Short exercise:
Pick out and copy each of the following lines that contains the word "below".

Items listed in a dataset
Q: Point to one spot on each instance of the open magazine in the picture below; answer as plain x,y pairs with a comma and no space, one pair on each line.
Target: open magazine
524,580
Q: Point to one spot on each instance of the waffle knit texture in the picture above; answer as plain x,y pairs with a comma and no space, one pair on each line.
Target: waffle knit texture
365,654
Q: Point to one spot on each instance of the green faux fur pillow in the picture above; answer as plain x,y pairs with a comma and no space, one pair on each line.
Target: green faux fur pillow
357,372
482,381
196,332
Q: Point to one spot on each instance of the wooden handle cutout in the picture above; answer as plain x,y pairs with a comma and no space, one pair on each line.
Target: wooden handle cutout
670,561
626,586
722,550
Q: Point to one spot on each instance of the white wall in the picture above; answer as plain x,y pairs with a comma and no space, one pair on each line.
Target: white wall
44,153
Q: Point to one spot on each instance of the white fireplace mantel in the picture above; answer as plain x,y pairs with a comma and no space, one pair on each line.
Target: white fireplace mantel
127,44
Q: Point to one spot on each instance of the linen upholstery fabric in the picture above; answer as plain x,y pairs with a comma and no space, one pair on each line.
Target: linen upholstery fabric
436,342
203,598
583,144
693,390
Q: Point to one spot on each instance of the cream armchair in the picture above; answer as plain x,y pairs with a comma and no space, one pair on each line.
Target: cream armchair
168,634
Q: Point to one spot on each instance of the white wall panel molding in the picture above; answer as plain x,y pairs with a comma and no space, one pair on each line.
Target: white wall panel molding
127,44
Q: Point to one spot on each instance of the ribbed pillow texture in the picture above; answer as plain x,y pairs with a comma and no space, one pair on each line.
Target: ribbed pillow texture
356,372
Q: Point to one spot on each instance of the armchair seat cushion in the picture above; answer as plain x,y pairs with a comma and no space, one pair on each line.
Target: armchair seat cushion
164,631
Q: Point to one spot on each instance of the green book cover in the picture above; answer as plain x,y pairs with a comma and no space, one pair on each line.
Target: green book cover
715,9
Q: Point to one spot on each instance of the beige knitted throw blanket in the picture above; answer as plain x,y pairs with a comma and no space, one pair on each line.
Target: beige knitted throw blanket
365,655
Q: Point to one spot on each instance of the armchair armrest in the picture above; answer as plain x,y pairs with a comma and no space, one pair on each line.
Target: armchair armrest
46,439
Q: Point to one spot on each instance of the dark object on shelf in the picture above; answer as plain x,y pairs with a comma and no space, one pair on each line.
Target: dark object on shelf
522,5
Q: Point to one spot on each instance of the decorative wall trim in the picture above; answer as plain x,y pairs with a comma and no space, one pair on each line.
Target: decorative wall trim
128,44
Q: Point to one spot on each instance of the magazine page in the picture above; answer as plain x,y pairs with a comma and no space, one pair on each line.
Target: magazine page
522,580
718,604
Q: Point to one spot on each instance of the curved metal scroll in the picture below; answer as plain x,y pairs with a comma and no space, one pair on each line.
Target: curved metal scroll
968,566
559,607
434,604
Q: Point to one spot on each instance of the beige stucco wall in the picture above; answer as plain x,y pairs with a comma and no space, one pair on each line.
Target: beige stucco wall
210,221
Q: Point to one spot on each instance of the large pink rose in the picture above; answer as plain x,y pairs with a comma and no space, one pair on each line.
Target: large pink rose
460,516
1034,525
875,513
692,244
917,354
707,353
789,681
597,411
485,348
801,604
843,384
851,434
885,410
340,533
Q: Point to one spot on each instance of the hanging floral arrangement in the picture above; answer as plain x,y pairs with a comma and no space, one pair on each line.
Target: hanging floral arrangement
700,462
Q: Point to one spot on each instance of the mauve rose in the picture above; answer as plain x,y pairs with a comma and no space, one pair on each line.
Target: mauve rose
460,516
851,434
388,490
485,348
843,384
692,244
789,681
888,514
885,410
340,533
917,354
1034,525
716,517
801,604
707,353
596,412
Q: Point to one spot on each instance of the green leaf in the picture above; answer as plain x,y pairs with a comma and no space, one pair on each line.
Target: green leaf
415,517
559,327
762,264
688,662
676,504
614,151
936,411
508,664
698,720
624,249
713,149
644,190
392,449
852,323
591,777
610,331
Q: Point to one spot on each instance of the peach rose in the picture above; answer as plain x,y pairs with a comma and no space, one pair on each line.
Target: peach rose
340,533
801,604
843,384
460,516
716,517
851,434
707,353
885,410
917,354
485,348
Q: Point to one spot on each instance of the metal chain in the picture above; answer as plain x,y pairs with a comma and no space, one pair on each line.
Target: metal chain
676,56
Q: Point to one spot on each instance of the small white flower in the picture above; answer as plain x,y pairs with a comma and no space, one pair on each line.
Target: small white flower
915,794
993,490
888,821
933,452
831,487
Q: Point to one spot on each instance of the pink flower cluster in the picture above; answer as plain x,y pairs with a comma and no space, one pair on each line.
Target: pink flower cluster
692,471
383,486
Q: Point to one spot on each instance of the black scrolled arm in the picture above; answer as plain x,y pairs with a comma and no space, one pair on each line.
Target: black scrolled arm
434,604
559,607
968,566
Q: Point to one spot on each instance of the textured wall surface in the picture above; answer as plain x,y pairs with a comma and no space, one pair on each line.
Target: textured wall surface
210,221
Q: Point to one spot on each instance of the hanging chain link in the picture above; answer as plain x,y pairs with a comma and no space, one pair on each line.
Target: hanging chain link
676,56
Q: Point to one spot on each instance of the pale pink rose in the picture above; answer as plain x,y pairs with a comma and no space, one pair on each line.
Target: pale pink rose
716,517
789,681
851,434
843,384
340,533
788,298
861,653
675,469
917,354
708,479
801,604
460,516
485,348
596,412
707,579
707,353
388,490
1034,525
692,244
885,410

---

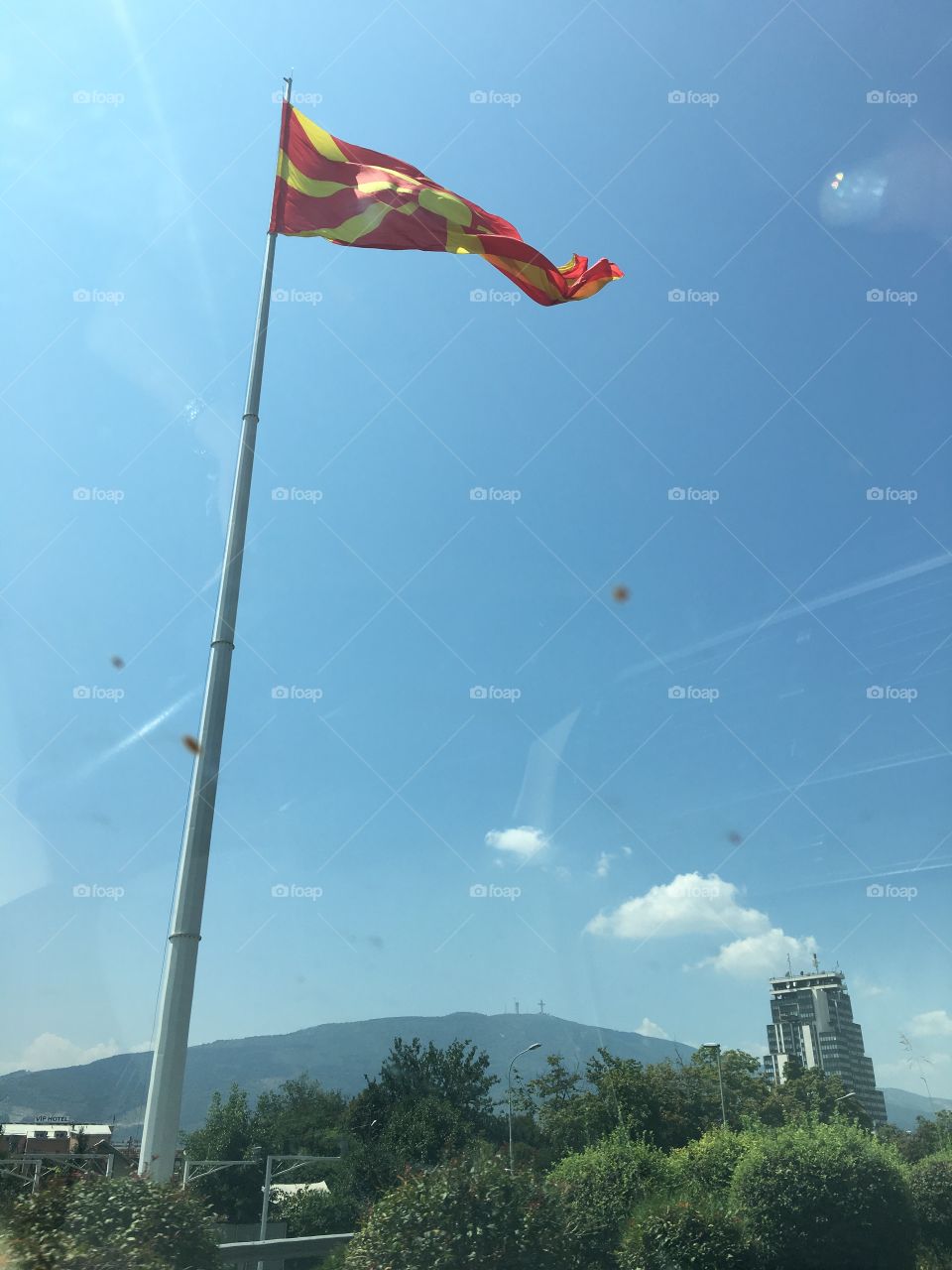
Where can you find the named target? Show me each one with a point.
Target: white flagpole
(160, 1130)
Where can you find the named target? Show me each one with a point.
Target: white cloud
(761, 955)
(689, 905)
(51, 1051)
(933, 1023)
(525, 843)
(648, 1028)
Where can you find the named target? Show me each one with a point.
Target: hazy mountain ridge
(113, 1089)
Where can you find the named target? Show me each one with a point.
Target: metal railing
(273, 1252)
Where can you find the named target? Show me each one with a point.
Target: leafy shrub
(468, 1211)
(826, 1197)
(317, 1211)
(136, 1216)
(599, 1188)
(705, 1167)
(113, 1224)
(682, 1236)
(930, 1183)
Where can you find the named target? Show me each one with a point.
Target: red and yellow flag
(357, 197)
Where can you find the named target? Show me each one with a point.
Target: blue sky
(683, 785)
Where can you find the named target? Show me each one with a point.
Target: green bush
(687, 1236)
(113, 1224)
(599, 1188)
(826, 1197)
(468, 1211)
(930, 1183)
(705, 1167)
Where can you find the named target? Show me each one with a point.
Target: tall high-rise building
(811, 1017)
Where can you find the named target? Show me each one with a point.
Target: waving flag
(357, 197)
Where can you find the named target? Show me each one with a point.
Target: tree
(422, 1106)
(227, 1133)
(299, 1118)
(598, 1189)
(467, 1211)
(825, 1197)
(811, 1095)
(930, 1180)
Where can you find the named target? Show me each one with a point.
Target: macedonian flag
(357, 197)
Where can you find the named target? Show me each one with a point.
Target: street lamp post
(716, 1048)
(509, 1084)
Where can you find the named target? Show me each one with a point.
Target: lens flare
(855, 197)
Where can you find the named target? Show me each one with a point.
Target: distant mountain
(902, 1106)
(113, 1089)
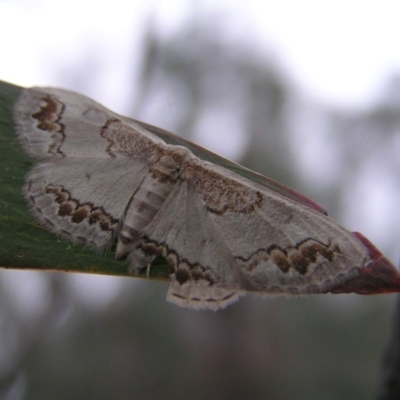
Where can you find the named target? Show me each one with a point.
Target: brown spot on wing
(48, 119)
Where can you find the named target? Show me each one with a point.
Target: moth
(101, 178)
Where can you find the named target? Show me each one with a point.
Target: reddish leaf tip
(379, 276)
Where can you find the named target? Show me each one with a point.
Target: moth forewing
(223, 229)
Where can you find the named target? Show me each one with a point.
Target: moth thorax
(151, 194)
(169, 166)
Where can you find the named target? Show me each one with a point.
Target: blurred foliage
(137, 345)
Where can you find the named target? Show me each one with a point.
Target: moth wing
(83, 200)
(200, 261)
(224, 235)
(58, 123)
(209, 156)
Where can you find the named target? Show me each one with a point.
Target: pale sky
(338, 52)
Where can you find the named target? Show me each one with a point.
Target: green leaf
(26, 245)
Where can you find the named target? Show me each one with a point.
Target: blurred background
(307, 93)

==

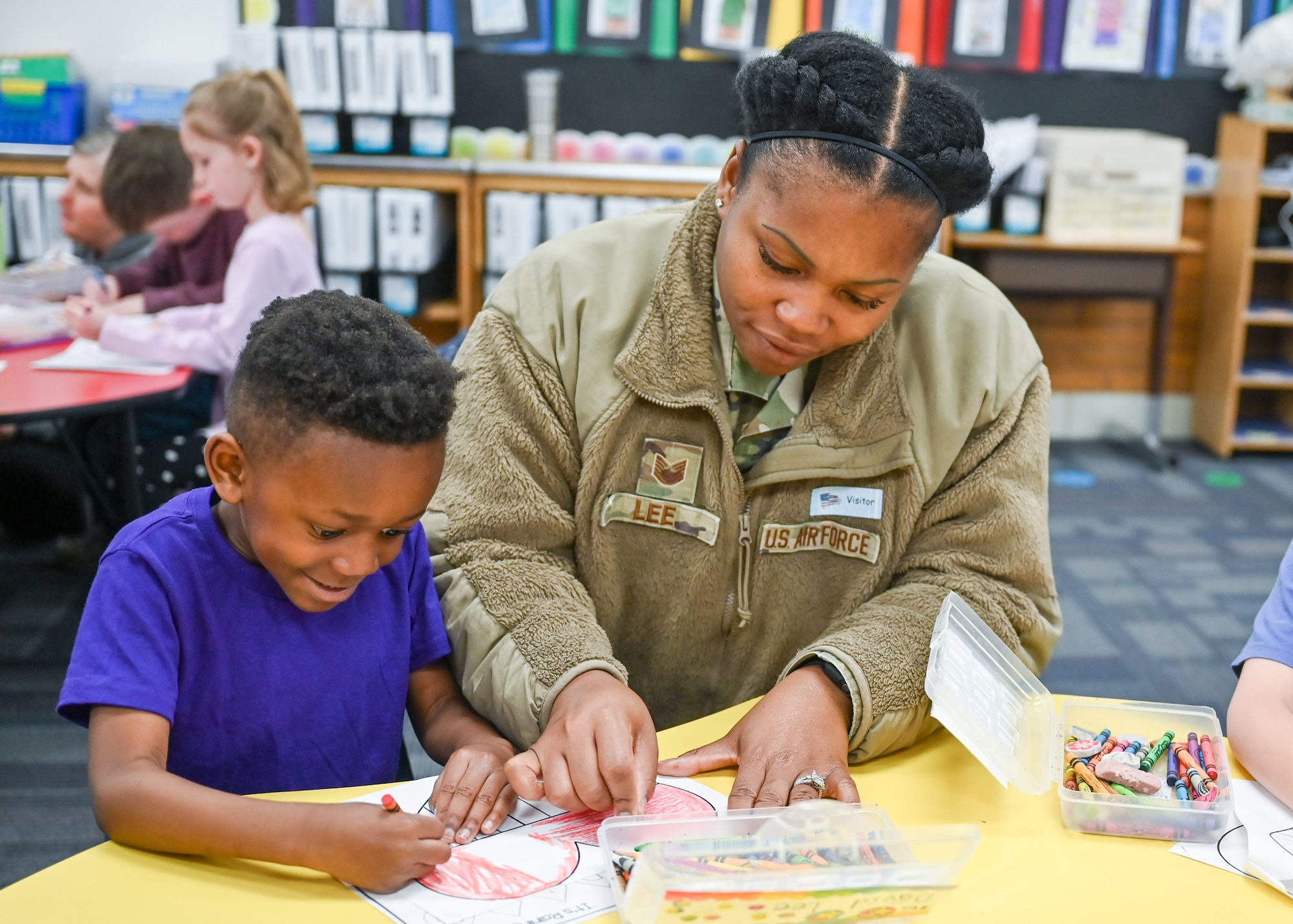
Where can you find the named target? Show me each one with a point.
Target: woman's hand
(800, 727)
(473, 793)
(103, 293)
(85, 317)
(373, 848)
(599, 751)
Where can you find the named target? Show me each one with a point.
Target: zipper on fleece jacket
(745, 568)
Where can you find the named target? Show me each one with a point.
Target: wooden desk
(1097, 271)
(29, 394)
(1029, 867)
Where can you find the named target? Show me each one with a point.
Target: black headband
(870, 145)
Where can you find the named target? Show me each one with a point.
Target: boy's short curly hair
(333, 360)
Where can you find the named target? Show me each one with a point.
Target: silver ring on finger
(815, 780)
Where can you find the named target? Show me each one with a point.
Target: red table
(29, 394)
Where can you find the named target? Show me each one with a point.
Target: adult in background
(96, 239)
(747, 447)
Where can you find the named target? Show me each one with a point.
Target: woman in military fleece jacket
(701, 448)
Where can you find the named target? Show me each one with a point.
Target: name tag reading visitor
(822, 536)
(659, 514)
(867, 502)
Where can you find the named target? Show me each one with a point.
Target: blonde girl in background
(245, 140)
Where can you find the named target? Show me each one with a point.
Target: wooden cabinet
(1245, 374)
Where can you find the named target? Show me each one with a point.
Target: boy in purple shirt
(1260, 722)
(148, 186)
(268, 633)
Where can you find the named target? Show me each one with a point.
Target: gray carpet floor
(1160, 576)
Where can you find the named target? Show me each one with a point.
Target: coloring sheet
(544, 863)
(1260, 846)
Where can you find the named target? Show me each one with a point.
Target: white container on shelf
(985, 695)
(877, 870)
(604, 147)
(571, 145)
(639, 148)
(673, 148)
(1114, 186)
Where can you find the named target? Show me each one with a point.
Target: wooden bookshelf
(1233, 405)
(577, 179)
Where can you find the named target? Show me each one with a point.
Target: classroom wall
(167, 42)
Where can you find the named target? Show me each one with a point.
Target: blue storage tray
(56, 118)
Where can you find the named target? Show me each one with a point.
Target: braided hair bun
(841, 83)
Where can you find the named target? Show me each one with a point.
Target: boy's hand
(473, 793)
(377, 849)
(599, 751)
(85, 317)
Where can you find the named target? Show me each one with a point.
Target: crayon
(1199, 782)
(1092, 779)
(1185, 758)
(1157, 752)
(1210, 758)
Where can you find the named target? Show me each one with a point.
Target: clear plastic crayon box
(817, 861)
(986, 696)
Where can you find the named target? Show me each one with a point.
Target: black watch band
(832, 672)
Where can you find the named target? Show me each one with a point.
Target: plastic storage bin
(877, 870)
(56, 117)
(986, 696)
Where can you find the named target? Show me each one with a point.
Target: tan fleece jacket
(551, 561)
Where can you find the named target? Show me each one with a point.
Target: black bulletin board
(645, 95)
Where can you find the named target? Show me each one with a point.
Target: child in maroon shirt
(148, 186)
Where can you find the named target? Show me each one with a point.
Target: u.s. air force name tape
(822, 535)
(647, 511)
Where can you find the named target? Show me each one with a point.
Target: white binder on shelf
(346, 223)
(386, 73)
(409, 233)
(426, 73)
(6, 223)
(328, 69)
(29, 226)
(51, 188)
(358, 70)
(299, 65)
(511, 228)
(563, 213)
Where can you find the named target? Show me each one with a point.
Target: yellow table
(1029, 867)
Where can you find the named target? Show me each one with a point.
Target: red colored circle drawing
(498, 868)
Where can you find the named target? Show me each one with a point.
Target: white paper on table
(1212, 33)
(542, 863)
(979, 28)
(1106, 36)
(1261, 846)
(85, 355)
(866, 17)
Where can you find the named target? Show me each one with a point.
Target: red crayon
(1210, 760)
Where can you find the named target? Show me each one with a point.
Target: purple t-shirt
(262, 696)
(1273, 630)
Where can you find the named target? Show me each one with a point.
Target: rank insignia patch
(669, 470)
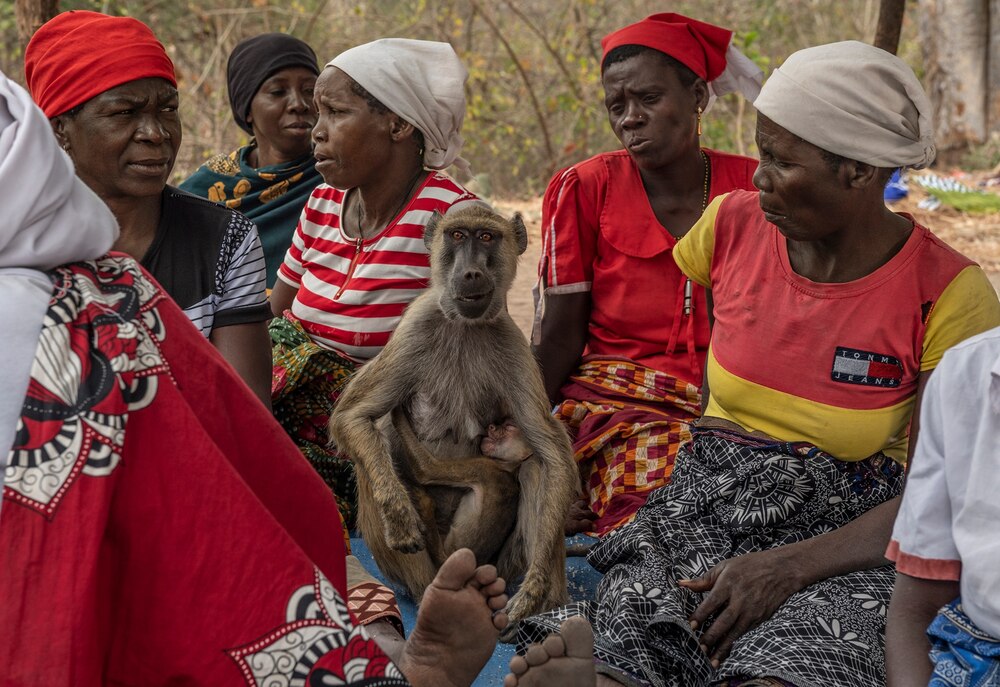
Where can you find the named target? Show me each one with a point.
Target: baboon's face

Response to the task:
Q: Point to one spot on each instance of the open magazine in the picture below; answer as plain x,y pairs with a comma and no space, one pair on each line.
Q: Point to one spot on each instance of the curved metal scroll in the picture below; answer as plain x,y pairs with a comma and no space, one pair on each line.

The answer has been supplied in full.